Text for analysis:
○ ○ ○ ○ ○
The Hebrew University of Jerusalem is one of only 25 institutions represented in the European Vascular Genomics Network (EVGN), whose operational launch was announced this week by Inserm, the French National Institute of Health and Medical Research. EVGN is the first European Union-funded network in the field of cardiovascular diseases.
The project is intended to integrate post-genomic research into the more established biomedical and biotechnological approaches to cardiovascular disease.
Participating in the consortium on behalf of the Hebrew University is Eli Keshet, the Woll Sisters and Brothers Professor of Cardiovascular Diseases at the Hebrew University-Hadassah Medical School. He is the only Israeli representative in the group, which is intended to promote multidisciplinary interaction by uniting 25 basic and clinical institutions, two biotechnology companies and one management company from ten EU member or associated states.
EVGN is one of the networks of excellence funded by the European Union within its 6th Framework Program -- Life Science, Genomics and Biotechnology for Health -- aimed at integrating and strengthening this area of European research. EVGN has a budget of more than 59 million euros. Its goal ultimately is to improve diagnosis and treatment of cardiovascular diseases.
○ ○ ○ ○ ○
Problem set:
**A)** Transcribe the EVGN announcement from "EVGN is one" to "treatment of cardiovascular diseases.".
**B)** According to the EVGN announcement, which types of participants does the group unite, and how many of each?
The listing has no connection to the EVGN announcement.
○ ○ ○ ○ ○
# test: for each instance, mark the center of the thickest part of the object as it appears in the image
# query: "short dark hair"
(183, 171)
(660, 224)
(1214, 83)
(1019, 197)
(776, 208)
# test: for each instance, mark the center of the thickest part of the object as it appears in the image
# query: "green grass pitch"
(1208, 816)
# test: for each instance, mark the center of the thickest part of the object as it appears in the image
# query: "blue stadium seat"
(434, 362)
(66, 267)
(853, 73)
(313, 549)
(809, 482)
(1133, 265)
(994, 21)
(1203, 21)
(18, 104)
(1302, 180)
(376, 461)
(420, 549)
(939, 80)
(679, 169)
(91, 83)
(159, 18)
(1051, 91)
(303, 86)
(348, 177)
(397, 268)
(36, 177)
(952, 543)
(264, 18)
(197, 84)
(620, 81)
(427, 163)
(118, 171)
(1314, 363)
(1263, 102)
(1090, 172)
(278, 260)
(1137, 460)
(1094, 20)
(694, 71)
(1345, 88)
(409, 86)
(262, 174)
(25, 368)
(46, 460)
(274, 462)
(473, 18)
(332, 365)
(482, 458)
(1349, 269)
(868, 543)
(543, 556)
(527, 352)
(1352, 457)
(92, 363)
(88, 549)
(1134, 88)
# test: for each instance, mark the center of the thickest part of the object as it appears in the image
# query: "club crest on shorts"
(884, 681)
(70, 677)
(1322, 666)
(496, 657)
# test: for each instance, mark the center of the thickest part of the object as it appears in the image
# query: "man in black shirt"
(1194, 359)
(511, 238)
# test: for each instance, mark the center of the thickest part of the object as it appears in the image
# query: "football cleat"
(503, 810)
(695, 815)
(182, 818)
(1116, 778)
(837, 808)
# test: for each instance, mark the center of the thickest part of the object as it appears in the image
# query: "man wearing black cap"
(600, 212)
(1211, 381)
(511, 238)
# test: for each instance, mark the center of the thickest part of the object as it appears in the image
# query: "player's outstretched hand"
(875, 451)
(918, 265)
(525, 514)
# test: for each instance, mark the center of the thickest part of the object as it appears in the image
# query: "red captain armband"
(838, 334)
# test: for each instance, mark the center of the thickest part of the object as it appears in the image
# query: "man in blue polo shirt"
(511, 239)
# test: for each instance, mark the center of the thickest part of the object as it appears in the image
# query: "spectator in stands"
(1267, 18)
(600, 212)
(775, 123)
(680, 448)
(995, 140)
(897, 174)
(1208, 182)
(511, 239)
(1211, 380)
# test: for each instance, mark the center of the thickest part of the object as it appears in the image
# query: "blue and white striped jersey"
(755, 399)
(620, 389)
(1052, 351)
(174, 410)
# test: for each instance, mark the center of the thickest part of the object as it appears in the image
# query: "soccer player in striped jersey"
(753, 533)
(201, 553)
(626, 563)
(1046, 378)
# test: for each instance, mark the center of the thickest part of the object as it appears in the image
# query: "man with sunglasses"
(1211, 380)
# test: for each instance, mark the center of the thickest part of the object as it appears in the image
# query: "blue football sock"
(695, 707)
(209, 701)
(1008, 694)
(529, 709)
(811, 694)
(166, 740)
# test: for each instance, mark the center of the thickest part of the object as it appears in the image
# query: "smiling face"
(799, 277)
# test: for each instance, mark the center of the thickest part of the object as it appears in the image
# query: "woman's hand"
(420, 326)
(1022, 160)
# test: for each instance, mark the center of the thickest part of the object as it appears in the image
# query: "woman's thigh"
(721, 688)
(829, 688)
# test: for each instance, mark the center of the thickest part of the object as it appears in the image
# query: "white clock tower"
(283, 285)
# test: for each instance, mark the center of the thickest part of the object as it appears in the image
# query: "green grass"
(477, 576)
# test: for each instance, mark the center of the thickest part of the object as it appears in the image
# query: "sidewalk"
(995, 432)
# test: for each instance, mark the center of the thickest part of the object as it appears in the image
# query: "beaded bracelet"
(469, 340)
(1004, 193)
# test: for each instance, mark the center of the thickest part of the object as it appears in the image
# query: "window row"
○ ○ ○ ○ ○
Responses for each task:
**A)**
EVGN is one of the networks of excellence funded by the European Union within its 6th Framework Program -- Life Science, Genomics and Biotechnology for Health -- aimed at integrating and strengthening this area of European research. EVGN has a budget of more than 59 million euros. Its goal ultimately is to improve diagnosis and treatment of cardiovascular diseases.

**B)**
25 basic and clinical institutions
two biotechnology companies
one management company